## Goal
Report each line of the entries below that contains the string "trash", copying every such line in full. Matches are case-sensitive.

## Data rows
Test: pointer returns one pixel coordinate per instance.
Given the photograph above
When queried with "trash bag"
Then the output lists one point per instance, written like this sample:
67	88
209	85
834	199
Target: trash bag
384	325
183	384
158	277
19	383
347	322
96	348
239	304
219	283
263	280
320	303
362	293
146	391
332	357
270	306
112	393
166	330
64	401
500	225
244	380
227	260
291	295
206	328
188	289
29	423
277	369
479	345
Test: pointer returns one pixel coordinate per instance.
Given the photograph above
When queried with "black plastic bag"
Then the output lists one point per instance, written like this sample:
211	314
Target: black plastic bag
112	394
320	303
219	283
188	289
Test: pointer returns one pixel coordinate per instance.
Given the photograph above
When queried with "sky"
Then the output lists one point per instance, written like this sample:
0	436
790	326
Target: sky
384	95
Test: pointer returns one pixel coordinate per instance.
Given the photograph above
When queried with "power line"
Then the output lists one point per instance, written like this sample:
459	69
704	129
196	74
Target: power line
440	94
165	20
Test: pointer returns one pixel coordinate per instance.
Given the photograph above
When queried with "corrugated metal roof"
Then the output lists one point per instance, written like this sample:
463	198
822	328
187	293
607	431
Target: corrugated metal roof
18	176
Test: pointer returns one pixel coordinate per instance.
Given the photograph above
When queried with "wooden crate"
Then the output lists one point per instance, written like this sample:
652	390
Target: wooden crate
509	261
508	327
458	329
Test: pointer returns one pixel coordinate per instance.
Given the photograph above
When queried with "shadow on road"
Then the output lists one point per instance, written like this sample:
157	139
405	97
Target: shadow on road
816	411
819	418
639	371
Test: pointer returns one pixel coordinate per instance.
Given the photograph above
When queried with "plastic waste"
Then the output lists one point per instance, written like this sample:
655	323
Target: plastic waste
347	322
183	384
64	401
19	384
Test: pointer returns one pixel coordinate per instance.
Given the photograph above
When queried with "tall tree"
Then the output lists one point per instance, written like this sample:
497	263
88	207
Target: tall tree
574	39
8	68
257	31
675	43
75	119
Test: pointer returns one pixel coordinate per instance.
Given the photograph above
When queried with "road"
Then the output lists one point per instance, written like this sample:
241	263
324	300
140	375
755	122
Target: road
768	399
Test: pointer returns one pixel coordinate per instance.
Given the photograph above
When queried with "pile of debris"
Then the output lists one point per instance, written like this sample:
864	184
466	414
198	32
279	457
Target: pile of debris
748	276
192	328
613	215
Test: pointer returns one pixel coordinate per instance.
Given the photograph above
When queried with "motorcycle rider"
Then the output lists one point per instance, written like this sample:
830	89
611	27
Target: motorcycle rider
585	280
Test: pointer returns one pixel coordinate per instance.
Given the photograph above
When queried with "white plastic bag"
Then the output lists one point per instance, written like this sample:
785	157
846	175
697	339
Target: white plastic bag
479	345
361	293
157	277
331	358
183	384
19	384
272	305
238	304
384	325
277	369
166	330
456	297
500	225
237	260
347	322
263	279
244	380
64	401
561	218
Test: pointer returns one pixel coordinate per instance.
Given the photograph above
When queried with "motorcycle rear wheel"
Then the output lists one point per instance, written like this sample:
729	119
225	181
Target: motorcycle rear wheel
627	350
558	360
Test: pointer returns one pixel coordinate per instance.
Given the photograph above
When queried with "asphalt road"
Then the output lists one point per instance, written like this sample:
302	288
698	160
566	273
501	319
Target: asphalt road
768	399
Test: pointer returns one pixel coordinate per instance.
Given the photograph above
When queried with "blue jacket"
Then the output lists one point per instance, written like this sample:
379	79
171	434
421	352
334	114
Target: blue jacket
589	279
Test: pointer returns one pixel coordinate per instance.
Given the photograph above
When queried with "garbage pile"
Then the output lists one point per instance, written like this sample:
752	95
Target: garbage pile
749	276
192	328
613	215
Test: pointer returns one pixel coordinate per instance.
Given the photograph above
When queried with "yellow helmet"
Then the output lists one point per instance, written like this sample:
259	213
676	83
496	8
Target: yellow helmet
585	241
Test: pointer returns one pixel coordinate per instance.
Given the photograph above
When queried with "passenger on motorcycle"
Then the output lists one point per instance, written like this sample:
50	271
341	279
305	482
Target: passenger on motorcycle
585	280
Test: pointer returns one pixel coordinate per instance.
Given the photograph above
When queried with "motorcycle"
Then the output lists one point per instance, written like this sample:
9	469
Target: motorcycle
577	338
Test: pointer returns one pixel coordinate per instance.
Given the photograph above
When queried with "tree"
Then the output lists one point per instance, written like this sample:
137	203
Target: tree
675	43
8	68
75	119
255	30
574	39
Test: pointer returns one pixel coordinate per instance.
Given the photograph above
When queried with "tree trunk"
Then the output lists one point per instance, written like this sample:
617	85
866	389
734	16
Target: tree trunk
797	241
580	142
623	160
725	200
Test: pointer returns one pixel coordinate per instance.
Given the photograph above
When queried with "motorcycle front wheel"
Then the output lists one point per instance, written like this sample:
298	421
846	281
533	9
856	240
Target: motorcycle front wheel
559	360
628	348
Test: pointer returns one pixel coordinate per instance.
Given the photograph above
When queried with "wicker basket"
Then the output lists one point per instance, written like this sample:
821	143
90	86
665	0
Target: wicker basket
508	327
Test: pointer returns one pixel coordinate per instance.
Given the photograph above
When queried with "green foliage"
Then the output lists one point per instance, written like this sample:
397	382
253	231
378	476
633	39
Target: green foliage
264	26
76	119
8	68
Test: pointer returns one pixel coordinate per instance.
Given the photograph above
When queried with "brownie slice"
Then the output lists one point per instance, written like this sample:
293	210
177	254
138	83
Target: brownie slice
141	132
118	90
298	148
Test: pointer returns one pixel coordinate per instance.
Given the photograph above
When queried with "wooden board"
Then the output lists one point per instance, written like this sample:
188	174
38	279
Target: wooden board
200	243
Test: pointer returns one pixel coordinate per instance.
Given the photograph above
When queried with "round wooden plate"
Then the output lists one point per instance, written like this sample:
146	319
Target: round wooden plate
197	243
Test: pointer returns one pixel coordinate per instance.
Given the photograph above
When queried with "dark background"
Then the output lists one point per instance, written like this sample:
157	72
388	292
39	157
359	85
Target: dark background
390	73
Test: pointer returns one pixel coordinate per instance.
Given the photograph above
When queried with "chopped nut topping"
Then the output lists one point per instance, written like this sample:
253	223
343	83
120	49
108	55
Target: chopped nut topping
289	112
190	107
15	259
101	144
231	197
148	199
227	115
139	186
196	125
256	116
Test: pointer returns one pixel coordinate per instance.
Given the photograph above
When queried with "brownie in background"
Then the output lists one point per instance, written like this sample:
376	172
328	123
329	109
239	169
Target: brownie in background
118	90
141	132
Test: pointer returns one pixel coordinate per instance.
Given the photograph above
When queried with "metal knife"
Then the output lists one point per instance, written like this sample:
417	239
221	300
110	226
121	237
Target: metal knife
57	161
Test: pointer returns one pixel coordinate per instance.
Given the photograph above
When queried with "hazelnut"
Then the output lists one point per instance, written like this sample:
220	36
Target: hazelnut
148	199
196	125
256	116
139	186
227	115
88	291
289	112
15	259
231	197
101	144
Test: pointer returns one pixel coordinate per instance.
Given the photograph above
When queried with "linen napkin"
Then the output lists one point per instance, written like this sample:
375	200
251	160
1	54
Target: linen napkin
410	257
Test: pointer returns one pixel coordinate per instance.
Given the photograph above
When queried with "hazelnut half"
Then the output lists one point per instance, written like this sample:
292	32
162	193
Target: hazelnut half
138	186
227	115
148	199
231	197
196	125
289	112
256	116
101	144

---

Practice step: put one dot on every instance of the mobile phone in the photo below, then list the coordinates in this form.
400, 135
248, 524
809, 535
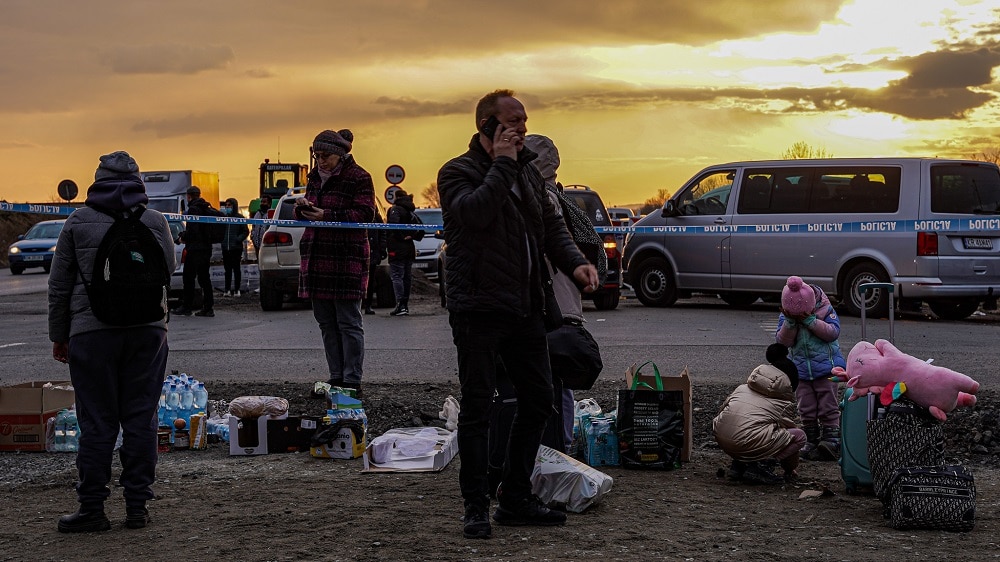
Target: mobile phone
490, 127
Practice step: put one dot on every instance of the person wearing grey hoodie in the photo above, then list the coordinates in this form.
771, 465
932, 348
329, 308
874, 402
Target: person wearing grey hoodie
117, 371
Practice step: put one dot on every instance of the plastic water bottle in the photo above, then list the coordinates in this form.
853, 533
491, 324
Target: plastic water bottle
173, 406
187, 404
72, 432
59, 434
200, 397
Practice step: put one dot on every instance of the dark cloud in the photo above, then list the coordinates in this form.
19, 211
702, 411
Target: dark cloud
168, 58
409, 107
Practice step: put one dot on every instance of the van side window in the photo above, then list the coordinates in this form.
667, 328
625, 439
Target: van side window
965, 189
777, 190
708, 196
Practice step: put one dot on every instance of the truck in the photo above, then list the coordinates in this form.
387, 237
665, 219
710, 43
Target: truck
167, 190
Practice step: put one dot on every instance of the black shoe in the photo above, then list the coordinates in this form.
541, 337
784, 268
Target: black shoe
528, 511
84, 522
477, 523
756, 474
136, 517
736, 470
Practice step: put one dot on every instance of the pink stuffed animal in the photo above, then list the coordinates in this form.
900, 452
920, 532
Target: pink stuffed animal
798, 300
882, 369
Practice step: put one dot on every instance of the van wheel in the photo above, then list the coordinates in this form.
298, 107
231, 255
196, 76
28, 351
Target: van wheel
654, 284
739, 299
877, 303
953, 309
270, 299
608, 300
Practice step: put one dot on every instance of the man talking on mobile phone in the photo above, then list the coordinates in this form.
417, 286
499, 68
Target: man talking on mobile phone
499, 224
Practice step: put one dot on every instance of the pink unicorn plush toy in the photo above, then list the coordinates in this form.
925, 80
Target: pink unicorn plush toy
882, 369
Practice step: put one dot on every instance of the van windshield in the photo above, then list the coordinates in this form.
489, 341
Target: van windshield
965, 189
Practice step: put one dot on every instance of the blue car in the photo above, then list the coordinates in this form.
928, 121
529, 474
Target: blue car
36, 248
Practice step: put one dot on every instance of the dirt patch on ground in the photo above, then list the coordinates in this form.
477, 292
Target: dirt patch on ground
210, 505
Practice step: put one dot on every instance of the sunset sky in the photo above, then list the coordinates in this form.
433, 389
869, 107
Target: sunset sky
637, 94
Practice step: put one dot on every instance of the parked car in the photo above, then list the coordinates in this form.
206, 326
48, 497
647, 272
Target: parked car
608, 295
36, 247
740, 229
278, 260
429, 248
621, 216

* * *

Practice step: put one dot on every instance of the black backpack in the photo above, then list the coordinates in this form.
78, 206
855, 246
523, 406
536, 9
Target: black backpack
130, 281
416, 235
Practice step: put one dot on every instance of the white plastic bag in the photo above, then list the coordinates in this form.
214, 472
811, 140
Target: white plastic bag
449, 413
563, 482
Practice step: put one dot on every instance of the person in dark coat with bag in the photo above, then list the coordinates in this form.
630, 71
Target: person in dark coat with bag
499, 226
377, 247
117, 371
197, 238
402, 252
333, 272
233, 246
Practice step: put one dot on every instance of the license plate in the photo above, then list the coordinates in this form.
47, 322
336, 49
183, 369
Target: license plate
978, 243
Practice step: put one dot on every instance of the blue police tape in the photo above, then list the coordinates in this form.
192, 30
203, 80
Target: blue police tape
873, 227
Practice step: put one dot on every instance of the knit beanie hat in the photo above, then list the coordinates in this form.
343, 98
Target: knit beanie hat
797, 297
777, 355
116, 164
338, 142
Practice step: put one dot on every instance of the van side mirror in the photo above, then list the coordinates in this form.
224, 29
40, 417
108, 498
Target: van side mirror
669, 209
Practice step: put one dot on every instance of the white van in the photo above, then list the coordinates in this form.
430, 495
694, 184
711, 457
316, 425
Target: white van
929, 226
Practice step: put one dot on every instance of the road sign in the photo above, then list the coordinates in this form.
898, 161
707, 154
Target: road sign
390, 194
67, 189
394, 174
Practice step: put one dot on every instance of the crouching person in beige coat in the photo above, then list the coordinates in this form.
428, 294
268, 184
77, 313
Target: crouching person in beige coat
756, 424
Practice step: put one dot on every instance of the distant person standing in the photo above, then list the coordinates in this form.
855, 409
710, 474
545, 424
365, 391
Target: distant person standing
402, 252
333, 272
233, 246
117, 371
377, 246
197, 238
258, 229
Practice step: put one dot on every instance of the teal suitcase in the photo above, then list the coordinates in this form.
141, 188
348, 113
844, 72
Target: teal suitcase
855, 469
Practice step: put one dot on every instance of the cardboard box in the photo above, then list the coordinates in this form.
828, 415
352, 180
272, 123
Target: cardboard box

## Solution
When queried with "trash bag"
Target: trash bag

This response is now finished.